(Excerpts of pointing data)
[start]

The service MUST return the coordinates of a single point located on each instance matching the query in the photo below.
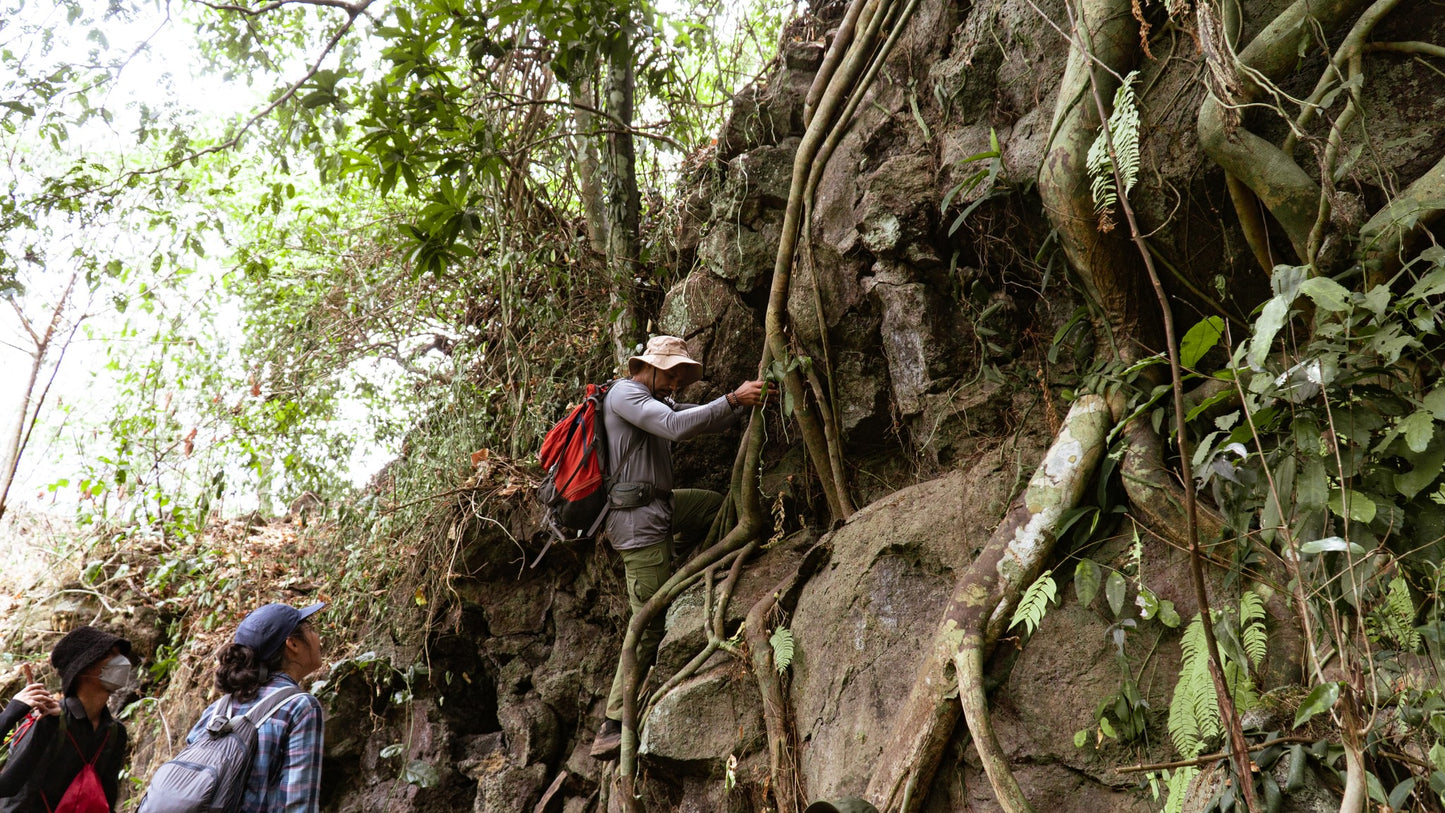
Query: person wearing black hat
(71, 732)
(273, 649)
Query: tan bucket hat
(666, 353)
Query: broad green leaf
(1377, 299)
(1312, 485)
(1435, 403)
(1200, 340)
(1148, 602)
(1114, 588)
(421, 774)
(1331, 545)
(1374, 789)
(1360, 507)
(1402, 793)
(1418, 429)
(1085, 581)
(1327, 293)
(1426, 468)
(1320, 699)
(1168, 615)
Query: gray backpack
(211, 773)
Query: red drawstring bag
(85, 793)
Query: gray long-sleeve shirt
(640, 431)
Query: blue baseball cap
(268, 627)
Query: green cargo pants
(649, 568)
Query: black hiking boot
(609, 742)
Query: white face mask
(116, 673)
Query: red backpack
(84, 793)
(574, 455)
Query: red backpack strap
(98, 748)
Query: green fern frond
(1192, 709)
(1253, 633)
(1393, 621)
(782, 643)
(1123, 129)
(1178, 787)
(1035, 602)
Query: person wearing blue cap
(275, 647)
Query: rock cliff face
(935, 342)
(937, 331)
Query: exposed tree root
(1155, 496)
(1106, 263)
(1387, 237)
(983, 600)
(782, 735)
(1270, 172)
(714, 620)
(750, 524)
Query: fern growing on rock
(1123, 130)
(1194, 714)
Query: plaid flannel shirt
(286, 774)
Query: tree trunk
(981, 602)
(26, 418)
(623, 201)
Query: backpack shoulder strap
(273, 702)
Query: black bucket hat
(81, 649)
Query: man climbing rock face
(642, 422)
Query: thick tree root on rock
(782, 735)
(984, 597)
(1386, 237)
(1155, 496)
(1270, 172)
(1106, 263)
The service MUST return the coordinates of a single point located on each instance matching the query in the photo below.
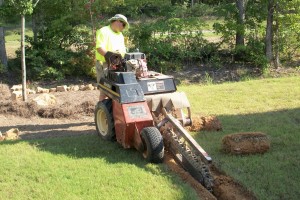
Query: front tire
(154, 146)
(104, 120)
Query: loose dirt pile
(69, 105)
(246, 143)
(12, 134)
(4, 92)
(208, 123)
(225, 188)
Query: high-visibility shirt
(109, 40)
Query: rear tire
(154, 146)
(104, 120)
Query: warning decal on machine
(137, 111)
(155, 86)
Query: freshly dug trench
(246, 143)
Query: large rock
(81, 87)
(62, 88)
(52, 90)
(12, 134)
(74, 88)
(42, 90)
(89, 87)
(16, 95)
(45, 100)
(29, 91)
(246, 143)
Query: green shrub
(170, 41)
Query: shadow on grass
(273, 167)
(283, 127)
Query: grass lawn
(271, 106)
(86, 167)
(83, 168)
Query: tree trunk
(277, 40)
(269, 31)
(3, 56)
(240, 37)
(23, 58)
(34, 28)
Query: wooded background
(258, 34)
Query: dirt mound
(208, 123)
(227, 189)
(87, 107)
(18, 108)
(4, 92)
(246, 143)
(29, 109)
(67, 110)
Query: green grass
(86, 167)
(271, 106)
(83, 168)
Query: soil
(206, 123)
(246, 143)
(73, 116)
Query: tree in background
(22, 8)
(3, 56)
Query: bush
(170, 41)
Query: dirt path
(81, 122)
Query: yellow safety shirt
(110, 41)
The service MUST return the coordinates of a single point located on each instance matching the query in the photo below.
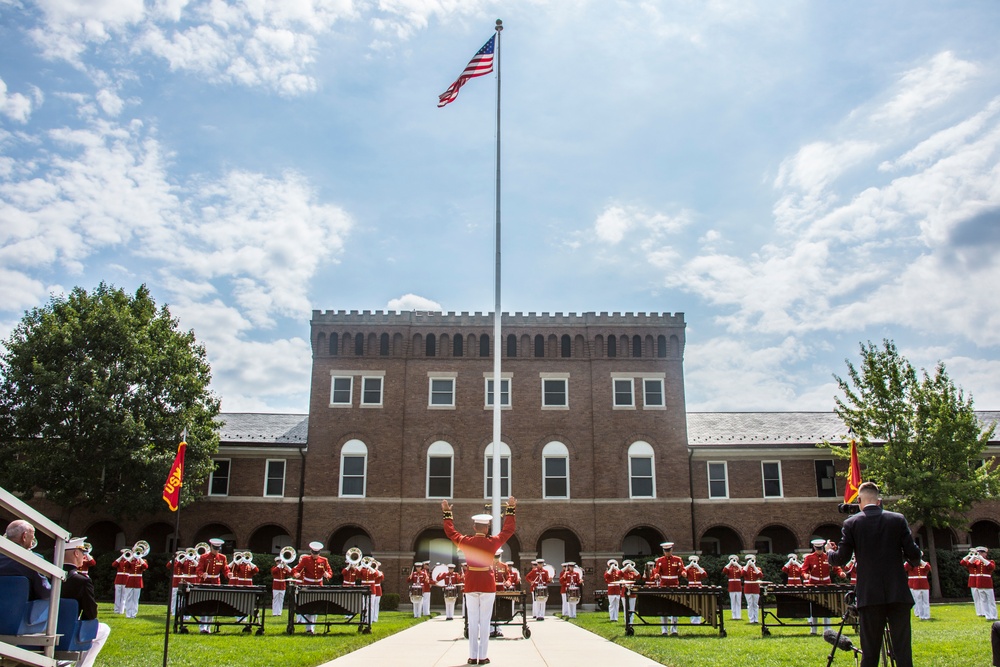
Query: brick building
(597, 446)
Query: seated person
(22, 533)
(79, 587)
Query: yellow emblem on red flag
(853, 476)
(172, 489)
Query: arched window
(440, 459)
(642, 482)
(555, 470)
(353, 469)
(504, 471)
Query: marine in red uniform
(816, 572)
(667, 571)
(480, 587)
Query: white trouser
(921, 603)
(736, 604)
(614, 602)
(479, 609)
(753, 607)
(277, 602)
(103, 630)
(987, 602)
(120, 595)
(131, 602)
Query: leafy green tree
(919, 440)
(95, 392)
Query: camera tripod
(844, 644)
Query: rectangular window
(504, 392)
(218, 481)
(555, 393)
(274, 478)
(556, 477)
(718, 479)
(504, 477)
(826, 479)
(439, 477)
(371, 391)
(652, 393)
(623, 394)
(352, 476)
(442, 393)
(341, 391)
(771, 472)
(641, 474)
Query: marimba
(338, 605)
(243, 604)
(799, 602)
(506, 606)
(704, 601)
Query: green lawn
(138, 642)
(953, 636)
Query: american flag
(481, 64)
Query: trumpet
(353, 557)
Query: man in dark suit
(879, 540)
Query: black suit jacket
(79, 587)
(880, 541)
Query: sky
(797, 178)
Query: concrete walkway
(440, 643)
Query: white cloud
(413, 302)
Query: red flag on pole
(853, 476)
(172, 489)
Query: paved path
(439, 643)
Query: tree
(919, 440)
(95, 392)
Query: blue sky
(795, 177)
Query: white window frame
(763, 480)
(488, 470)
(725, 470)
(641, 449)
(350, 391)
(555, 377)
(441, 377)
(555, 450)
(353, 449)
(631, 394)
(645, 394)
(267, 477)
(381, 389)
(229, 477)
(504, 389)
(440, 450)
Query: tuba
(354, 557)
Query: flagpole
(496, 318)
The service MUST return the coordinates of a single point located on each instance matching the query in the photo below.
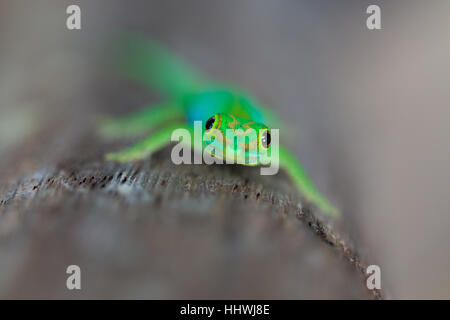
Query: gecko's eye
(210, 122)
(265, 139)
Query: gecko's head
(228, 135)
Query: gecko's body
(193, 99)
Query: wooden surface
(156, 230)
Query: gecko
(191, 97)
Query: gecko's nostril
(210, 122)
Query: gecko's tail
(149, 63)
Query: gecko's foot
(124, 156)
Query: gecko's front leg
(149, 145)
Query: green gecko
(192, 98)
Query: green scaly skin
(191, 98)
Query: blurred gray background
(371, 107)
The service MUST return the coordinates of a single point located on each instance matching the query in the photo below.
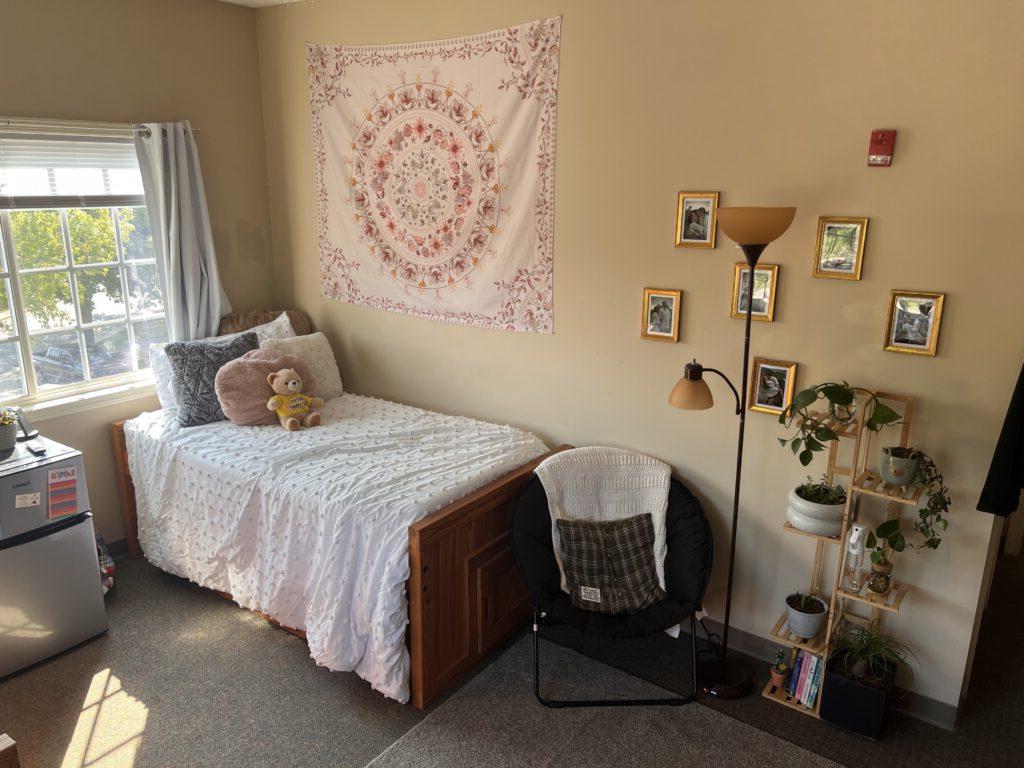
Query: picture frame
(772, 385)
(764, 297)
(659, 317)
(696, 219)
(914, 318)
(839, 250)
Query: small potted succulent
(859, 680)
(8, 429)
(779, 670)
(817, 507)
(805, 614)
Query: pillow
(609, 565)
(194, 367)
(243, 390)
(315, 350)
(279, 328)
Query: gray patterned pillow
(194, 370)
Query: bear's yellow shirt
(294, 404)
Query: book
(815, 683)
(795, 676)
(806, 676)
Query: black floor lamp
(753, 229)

[end]

_Given exercise_
Copy the stretch of the listing from the line containing "Query: wooden surface" through the end, swapping "pillow" for "cushion" and keeping everything else unchanged. Omit the pictures.

_Complete response_
Query: wooden surface
(156, 230)
Query: gecko
(191, 97)
Query: gecko's nostril
(210, 122)
Query: gecko's tail
(149, 63)
Query: gecko's foot
(124, 156)
Query: gecko's front leg
(149, 145)
Query: green gecko
(192, 98)
Query: green scaly skin
(191, 98)
Query: blurred gray background
(371, 107)
The service MUST return the coordinates of a single point located on each instance matching the query in the photo below.
Query: picture frame
(772, 385)
(764, 297)
(659, 317)
(696, 219)
(914, 318)
(839, 250)
Query: small potted succulent
(859, 680)
(8, 429)
(779, 670)
(817, 507)
(805, 614)
Query: cushion
(609, 565)
(194, 367)
(243, 390)
(315, 350)
(279, 328)
Query: gray patterned cushion
(194, 370)
Query: bear's yellow shirt
(294, 404)
Query: book
(815, 683)
(795, 676)
(806, 676)
Query: black floor lamp
(753, 229)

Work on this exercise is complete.